## [Activity]
The line containing "the white house" marks the end: write out exactly every line from the first line of the data below through that line, and only those.

## [Provided records]
::::
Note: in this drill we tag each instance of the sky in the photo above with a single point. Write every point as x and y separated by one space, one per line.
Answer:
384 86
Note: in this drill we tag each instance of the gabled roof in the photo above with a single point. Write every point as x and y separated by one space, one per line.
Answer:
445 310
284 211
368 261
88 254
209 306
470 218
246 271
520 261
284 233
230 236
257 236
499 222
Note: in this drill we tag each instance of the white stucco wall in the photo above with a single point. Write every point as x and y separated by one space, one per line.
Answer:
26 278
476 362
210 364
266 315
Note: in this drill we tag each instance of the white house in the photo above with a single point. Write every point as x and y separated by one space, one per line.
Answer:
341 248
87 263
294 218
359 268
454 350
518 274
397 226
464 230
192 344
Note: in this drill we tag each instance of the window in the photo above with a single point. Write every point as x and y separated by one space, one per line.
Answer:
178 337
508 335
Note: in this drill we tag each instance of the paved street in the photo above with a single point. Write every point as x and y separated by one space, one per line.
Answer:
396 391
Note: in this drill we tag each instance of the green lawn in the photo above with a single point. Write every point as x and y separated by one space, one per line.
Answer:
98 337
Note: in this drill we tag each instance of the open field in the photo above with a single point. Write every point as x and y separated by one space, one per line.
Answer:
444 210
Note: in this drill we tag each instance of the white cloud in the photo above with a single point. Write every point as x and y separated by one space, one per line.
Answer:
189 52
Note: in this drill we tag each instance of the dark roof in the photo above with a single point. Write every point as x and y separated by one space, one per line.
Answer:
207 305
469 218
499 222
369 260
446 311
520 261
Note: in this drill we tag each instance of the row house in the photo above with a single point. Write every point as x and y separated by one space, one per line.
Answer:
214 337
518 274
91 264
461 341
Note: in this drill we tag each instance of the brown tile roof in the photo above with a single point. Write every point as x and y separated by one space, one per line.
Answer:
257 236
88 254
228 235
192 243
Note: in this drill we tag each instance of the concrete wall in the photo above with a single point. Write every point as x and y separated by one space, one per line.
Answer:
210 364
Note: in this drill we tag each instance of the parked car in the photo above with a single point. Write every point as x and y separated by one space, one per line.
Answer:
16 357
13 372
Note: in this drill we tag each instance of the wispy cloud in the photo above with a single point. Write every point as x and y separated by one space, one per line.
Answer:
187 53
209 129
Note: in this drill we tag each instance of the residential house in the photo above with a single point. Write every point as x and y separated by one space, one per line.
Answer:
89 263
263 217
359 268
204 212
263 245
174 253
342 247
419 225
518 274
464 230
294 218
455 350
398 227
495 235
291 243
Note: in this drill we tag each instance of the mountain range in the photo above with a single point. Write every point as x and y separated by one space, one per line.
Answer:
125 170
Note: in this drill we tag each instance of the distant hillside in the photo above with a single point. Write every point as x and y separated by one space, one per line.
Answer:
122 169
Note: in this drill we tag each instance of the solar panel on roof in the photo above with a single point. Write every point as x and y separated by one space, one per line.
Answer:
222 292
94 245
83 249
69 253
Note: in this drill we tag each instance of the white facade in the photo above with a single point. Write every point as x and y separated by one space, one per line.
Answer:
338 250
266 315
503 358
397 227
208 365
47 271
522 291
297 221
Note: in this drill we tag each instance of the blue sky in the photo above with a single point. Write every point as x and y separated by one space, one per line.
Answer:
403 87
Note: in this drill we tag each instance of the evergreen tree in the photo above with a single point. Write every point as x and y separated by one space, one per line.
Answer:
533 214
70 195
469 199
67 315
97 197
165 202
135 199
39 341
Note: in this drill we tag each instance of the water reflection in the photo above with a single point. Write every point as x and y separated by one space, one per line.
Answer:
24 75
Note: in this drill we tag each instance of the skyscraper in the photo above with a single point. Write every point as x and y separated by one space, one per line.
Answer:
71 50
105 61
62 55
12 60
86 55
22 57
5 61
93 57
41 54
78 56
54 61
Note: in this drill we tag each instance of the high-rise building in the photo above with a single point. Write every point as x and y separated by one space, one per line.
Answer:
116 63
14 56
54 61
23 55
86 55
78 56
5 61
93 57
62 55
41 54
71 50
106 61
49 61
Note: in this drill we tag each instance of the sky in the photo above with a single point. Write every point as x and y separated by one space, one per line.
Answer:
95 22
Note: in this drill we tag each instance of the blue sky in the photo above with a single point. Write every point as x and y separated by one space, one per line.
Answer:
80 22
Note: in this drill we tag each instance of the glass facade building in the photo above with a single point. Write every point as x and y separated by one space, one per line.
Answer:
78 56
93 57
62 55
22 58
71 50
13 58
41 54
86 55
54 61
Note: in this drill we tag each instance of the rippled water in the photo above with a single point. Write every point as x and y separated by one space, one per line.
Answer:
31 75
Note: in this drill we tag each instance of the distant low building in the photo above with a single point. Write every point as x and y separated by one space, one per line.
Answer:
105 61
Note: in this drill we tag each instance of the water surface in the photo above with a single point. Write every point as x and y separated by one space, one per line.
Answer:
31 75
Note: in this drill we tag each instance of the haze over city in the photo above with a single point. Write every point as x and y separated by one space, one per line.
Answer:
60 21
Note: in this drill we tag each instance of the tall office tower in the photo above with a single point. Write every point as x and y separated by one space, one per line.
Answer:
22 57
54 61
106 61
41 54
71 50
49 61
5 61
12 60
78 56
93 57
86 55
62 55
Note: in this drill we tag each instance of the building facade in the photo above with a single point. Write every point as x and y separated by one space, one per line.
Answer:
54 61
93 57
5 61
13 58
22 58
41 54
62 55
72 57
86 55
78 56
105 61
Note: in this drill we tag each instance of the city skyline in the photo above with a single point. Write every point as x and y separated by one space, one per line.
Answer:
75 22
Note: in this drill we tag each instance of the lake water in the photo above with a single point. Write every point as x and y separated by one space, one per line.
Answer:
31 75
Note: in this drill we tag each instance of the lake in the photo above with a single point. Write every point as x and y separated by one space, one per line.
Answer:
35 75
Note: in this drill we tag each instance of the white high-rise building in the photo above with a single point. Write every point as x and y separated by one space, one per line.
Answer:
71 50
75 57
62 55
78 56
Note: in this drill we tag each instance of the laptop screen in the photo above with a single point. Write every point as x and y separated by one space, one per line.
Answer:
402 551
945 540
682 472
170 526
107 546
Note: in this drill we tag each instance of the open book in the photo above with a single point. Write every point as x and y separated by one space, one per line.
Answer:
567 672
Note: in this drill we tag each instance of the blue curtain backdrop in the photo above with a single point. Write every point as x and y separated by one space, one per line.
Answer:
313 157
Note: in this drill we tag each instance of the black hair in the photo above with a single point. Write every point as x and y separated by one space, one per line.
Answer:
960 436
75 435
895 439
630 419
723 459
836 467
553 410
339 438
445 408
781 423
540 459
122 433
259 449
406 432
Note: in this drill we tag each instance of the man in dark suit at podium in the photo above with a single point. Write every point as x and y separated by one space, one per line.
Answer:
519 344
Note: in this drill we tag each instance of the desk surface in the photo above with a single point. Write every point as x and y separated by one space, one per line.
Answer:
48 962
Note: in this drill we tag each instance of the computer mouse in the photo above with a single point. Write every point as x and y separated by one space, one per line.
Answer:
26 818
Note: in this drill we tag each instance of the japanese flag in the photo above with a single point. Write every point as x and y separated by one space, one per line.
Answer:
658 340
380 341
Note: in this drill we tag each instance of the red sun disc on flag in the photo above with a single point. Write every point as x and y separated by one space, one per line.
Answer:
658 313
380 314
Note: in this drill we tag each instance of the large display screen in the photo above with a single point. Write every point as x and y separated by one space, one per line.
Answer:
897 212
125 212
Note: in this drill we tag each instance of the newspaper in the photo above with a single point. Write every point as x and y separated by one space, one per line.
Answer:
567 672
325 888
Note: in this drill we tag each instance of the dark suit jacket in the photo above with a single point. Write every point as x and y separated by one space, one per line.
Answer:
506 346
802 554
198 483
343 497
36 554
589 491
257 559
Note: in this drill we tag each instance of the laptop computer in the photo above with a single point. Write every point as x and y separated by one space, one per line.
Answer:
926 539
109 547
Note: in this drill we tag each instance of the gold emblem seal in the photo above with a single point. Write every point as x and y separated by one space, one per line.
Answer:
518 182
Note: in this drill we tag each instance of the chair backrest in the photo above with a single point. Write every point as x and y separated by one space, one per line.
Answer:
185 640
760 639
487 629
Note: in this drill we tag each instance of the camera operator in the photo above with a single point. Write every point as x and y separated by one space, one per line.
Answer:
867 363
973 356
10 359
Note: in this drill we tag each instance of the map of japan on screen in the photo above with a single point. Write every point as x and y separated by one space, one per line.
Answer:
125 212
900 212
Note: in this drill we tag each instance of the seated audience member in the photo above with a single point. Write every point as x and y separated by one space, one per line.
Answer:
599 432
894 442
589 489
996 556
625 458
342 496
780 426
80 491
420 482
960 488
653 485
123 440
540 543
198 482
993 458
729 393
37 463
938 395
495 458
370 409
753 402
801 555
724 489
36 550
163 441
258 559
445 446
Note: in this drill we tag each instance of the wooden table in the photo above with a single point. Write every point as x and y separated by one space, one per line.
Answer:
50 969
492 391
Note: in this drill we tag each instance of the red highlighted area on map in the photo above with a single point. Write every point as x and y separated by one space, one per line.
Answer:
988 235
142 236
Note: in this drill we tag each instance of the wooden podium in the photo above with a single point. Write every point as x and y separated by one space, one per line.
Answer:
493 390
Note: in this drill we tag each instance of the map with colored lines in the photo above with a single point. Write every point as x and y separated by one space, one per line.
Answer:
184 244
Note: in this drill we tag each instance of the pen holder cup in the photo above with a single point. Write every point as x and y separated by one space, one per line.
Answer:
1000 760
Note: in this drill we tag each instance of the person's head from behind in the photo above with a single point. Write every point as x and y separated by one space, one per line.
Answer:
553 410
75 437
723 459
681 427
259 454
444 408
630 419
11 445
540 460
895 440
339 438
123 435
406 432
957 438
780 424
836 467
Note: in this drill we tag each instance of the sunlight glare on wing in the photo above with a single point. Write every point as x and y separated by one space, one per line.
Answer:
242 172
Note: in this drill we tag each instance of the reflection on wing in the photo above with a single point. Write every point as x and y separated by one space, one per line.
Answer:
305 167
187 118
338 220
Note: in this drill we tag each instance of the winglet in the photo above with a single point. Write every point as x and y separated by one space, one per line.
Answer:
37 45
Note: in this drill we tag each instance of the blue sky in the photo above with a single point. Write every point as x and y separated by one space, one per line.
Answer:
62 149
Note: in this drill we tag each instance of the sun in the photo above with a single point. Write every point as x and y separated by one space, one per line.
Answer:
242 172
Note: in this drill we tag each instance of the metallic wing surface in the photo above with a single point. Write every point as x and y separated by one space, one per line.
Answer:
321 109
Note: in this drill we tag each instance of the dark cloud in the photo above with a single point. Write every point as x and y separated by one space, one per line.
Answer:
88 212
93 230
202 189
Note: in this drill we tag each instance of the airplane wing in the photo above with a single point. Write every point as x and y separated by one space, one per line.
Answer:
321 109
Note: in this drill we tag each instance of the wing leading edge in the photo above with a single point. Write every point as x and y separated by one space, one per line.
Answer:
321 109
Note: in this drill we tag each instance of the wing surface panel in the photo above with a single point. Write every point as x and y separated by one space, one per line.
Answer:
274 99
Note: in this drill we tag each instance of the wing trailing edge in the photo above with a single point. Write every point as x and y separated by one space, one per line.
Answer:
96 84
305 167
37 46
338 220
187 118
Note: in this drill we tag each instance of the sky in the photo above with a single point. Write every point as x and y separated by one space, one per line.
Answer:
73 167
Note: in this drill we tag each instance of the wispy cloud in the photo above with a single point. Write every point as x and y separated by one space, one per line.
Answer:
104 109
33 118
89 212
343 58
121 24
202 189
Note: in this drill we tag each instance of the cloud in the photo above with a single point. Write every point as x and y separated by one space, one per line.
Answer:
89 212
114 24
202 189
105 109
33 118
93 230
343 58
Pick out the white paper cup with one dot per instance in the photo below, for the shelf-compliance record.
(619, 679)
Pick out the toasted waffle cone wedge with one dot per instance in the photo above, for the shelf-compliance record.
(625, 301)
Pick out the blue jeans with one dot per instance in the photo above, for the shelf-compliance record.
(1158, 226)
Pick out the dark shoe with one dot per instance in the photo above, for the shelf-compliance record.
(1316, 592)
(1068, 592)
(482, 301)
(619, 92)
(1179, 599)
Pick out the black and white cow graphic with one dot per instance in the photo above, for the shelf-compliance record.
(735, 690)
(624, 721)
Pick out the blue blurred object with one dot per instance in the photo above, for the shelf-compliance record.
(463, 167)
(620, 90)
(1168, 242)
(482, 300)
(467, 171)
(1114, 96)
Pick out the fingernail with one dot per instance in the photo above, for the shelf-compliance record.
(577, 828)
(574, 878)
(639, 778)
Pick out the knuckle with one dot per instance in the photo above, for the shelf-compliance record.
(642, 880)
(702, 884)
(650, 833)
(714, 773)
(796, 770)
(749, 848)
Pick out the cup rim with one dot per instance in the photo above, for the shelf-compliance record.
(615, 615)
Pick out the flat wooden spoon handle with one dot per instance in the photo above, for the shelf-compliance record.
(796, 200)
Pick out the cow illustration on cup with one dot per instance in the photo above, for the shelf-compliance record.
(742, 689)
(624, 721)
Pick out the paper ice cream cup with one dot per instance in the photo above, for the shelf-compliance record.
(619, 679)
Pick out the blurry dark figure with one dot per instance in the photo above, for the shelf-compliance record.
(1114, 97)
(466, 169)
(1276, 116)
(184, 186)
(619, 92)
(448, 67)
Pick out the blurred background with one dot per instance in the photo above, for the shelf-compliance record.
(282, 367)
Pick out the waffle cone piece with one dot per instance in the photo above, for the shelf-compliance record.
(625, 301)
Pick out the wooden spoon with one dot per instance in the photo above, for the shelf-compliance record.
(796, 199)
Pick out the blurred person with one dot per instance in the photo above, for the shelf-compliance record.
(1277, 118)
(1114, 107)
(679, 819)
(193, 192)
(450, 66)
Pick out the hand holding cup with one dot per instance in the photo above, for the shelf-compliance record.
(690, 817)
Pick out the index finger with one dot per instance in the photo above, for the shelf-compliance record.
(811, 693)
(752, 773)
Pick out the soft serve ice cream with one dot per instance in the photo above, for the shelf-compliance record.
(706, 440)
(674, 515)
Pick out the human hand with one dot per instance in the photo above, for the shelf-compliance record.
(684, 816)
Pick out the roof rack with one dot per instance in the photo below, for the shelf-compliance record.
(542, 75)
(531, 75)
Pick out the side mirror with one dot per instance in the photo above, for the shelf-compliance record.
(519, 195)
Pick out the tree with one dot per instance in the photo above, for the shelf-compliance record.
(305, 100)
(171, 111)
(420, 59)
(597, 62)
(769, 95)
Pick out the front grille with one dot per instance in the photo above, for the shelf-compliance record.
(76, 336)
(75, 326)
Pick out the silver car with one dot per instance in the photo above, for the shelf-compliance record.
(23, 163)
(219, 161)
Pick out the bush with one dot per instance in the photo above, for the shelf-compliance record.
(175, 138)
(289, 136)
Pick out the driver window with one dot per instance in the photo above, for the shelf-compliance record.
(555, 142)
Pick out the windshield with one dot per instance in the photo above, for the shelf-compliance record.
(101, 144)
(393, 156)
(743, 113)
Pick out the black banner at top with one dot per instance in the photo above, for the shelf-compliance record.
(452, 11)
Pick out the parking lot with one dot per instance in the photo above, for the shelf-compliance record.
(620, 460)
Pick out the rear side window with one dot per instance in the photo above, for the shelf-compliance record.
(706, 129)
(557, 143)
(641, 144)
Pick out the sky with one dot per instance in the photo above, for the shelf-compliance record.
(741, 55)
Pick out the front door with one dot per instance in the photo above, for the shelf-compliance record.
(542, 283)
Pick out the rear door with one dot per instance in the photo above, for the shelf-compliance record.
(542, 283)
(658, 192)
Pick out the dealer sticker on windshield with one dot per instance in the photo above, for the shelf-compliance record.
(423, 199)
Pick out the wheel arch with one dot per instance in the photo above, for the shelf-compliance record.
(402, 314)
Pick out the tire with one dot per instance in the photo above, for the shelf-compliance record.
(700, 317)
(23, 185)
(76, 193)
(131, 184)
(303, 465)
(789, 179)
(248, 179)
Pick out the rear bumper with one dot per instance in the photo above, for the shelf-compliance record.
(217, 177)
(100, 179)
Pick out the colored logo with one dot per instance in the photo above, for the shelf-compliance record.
::::
## [Worked solution]
Note: in this drill we tag each instance of the sky in the photo above with a single point. Write every point as x and y separated by one space, one per line.
Answer:
384 86
Note: in this drill we tag each instance of the gabled roof in the photo above with a single point. Write every point as x and y separated by one space, one per line.
Answer:
445 310
284 211
368 261
88 254
209 306
470 218
246 271
520 261
284 233
230 236
257 236
499 222
Note: in this drill we tag each instance of the white stucco wall in the photo above with a single point. Write every point as x and y separated by one space, one per line.
Answer:
26 278
476 362
210 364
266 315
Note: in this drill we tag each instance of the white house in the photo above with a single point. Write every point as x and y separated by one space, one per line.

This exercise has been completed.